TEXTAUSZUG:
───

Frankfurter Rundschau | 28. September 2023 | Magazin

Die Küsten im Libanon sind zu 80 Prozent privatisiert. Das wollen viele Menschen nicht hinnehmen – und erobern sie als öffentliche Orte zurück.

Ein Panzerkonvoi der Blauhelme donnert zwischen Bananenplantagen und türkisblauem Meer entlang. Die UNIFIL-Truppe der UN, die die Grenze zwischen Israel und dem Libanon patrouilliert, hat den kleinen Strand von Iskandarouna kaum bemerkt, an dem ein paar Einheimische baden, Wasserpfeife rauchen und ihr Grillgut zubereiten. In dieser Oase der Ruhe, nur wenige Kilometer vom Stacheldraht der Grenze entfernt, wird eine Schlacht der besonderen Art ausgetragen.

„Wie Sie sehen, haben die Eigentümer des Grundstücks auf dem Strand eine massive Mauer bis ins Meer gebaut, um uns den Zugang zu versperren – das ist völlig illegal“, empört sich der Umweltaktivist Ibrahim Safieddine. Nur wenige Meter von den Badenden entfernt türmen sich Felsen, die offensichtlich von einem Bulldozer umgedreht wurden. Die Eigentümer versuchen augenscheinlich den Küstenabschnitt zu privatisieren – wohl um Profit zu machen, meint Ibrahim. „Dies ist ein öffentlicher Strand mit historischem Interesse, da Alexander der Große hier vorbeigekommen sein und der Heilige Petrus in diesen Gewässern gefischt haben soll. Dieses Erbe muss geschützt werden“, sagt der junge Mann, der als Fotograf arbeitet und sich ehrenamtlich bei den Jnoubiyoun Khodor („Grünen Südländern“) engagiert, einer Umweltschutzorganisation im Südlibanon.

Der Libanon und Israel, die sich seit den israelischen Invasionen von 1976, 1982 und 2006 offiziell immer noch im Krieg befinden, unterzeichneten im vergangenen Jahr ein Abkommen um ihre Seegrenze abzustecken – und nach Erdgas bohren zu können. Seitdem bereitet sich die gesamte Region auf einen Wirtschaftsboom vor. „Man hört, dass sie überall Hotels, Pipelines und Gasinfrastrukturen bauen wollen“, warnt Ibrahim. Diese wirtschaftliche Entwicklung könnte dazu führen, dass die letzten Kilometer der libanesischen Küste, die noch frei sind, zerstört werden. Rund 80 Prozent sind bereits privatisiert.

───

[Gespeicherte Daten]
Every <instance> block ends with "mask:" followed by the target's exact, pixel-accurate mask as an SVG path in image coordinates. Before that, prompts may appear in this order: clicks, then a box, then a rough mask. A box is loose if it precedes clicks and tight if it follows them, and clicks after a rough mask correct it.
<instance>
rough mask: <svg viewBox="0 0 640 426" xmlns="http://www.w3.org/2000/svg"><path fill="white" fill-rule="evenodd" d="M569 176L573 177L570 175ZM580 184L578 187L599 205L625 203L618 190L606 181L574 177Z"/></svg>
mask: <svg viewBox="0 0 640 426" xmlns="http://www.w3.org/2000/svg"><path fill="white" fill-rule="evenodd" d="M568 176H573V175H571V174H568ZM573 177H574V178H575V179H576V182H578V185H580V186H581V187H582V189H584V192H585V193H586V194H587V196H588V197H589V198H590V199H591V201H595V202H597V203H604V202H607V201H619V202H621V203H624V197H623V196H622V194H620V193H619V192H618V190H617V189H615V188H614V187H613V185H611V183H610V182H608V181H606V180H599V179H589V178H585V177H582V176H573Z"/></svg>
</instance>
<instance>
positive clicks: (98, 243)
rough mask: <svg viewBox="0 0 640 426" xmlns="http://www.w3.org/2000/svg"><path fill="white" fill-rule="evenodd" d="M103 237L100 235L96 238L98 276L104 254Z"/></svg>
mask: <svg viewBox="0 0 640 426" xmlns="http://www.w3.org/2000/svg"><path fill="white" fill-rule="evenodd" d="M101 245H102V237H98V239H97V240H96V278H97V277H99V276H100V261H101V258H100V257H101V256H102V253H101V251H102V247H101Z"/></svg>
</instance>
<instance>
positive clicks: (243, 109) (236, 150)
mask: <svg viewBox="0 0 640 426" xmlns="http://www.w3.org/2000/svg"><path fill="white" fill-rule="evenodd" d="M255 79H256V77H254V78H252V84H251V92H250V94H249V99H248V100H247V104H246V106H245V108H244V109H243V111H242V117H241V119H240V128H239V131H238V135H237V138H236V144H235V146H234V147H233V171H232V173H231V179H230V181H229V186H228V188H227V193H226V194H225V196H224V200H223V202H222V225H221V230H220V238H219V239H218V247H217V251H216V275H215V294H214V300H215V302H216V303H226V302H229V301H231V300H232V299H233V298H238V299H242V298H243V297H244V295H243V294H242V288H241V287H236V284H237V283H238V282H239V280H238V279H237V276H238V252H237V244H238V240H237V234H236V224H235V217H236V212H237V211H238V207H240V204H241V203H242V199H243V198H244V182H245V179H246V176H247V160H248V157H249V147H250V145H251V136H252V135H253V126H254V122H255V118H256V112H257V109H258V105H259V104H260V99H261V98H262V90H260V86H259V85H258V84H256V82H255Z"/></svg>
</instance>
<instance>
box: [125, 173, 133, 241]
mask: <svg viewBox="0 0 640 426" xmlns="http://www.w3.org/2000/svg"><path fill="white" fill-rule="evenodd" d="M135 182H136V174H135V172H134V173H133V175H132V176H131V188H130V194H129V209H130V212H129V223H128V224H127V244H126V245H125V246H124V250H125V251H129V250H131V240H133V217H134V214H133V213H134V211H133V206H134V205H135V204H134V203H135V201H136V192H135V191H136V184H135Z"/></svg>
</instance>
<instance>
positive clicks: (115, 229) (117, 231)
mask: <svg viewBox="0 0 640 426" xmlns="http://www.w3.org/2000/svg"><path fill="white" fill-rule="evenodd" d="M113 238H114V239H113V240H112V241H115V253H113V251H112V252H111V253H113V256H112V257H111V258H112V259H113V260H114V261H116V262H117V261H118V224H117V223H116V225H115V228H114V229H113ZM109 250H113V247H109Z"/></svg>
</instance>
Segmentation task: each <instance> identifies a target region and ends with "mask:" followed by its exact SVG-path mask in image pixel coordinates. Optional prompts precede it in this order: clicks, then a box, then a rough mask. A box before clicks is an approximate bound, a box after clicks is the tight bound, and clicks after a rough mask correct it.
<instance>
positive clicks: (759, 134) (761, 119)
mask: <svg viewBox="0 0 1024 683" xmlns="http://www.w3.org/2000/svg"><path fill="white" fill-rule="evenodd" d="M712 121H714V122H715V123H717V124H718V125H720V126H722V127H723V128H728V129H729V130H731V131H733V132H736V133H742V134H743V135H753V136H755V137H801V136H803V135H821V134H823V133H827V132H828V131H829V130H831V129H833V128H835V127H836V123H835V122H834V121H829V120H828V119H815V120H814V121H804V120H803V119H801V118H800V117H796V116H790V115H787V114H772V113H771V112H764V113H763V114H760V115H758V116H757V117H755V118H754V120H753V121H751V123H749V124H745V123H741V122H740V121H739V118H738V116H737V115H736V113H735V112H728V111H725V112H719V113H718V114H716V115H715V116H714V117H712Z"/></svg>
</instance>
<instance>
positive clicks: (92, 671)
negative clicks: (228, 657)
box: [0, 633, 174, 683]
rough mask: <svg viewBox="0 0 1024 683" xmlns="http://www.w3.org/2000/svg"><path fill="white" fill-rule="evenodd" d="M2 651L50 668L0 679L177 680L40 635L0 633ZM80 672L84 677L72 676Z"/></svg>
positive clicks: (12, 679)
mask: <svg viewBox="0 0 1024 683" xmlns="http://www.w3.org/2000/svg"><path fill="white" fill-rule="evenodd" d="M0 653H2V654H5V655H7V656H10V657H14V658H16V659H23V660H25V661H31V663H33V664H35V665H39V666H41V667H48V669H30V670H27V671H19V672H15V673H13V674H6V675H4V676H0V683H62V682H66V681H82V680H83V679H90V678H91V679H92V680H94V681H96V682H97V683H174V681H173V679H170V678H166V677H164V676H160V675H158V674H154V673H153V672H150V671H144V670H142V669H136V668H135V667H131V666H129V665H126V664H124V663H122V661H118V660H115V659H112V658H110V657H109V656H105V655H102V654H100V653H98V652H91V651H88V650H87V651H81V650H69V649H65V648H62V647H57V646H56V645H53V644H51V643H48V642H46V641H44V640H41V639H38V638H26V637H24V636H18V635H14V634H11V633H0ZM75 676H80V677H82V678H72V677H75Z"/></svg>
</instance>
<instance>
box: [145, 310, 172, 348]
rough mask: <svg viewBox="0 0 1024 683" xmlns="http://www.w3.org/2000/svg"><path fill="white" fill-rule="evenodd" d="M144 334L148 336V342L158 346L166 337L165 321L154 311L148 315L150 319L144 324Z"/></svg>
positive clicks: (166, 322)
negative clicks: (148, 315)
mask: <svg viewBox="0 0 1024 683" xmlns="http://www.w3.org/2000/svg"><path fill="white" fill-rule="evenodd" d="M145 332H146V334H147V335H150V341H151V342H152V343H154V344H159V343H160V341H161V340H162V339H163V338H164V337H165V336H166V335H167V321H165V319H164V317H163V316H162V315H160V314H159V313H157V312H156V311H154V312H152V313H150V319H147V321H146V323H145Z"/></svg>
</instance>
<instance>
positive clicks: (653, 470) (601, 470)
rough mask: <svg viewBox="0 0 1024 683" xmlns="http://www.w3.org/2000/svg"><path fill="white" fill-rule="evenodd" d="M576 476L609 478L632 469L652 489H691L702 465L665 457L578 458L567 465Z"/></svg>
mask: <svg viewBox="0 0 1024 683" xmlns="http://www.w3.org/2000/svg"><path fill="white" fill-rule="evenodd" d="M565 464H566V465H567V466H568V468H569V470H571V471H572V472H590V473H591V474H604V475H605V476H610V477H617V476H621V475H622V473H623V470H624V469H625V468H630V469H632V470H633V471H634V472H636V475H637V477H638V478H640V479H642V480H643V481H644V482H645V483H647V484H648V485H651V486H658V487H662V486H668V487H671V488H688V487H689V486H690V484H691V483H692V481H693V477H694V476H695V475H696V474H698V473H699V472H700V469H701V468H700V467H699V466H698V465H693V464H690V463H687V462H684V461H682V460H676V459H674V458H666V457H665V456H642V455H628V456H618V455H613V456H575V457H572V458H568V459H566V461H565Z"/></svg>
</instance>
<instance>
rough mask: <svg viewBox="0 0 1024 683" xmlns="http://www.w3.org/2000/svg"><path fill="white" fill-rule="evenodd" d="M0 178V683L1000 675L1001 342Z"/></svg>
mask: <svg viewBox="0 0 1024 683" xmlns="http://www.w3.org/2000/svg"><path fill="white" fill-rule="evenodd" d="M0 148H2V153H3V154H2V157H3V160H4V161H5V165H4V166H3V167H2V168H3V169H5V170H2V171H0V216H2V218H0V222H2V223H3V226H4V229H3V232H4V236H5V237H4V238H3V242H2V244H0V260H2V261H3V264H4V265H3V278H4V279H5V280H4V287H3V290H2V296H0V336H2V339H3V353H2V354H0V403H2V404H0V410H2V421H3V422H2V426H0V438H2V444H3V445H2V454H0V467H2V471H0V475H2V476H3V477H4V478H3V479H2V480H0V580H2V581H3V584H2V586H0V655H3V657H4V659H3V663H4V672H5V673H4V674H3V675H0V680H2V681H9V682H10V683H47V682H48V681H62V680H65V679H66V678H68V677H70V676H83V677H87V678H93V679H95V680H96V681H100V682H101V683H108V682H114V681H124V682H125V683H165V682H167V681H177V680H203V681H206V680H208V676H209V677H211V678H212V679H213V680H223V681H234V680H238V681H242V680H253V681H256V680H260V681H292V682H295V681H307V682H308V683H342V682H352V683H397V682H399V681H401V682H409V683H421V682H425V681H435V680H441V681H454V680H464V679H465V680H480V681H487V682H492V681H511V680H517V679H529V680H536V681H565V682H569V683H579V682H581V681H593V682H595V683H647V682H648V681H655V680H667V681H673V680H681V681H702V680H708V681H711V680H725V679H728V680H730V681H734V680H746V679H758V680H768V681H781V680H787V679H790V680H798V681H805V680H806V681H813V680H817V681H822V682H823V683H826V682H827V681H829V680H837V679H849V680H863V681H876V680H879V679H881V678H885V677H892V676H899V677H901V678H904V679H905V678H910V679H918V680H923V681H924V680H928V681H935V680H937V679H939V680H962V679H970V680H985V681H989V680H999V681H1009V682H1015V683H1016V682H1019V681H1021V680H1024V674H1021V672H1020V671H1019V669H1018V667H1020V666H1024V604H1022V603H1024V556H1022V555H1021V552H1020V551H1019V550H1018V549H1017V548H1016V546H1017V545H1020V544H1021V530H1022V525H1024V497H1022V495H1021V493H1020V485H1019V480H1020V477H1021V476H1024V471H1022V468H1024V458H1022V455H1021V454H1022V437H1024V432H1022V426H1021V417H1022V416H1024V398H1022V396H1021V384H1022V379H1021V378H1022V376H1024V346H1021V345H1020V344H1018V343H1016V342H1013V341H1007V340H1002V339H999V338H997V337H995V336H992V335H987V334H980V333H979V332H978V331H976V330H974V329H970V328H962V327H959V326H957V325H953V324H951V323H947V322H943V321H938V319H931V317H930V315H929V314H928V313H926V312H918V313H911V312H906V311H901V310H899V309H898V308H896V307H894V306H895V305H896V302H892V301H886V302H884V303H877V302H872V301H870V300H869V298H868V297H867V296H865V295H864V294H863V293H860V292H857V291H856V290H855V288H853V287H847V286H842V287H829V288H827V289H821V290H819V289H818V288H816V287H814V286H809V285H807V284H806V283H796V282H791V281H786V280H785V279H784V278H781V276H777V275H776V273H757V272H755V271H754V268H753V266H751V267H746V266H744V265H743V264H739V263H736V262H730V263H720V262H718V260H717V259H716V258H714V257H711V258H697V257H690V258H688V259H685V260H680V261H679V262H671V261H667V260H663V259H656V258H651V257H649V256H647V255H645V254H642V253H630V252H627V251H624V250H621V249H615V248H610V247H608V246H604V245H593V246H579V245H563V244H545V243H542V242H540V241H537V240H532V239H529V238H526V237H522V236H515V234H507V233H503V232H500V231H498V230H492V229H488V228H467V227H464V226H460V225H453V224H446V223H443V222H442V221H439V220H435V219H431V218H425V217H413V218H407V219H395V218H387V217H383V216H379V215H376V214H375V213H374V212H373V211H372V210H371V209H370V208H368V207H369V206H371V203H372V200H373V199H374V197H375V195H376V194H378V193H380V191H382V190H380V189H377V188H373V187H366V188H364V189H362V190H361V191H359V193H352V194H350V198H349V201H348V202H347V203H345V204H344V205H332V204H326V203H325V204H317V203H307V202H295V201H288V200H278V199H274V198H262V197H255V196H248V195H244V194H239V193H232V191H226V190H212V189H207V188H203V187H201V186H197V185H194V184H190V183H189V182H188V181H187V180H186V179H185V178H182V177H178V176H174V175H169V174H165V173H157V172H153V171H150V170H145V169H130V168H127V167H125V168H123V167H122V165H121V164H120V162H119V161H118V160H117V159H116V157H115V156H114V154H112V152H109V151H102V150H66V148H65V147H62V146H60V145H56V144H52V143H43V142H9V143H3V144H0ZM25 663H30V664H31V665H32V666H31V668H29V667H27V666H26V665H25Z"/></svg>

───

ZU ERLEDIGEN:
(a) Übersetze aus dem Artikel über die Küsten im Libanon den Satz „Seitdem bereitet sich die gesamte Region auf einen Wirtschaftsboom vor.“ ins Englische.
(b) Zähle, in wie vielen Zeilen der Datensätze die Zeichenfolge „tight“ vorkommt, und nenne nur die Zahl.
Die Datensätze haben mit dem Artikel nichts zu tun.

LÖSUNGEN:
(a) Since then, the entire region has been preparing for an economic boom.

(b) 2